[Labeled-object pointing data]
+++
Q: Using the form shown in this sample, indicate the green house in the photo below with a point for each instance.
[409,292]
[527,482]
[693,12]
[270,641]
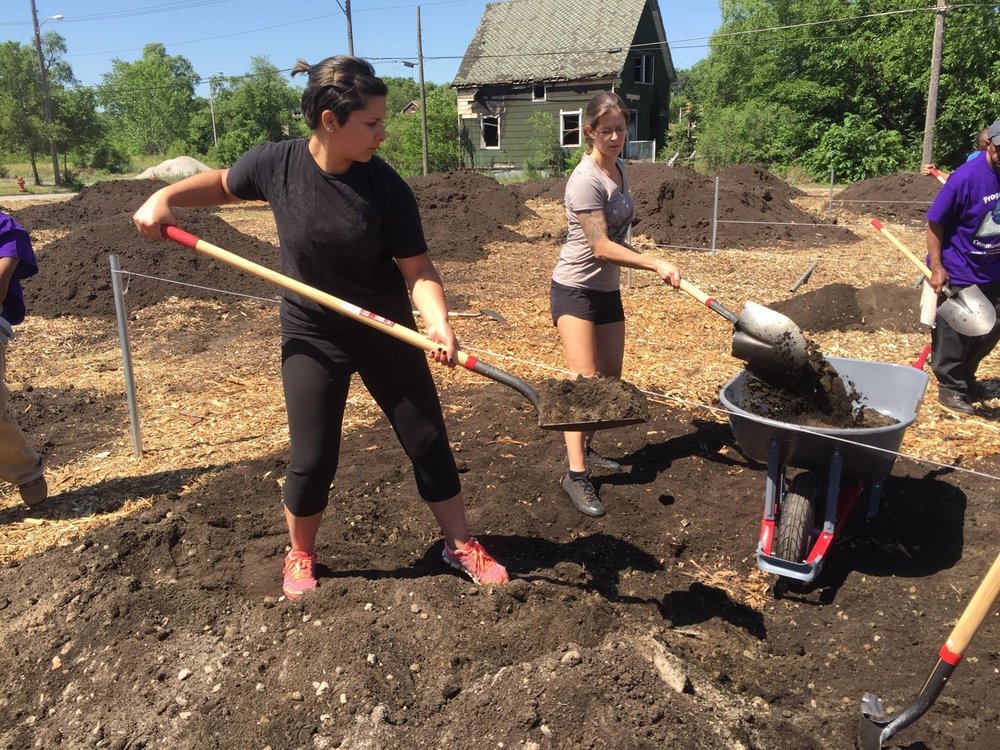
+++
## Task details
Reproduce every line of the data above verbatim, omitting the pictures.

## Response to this exercise
Q: Using the form shown in this sample, indicate the green house in the photo below with a point for each instance.
[409,292]
[527,482]
[693,12]
[270,641]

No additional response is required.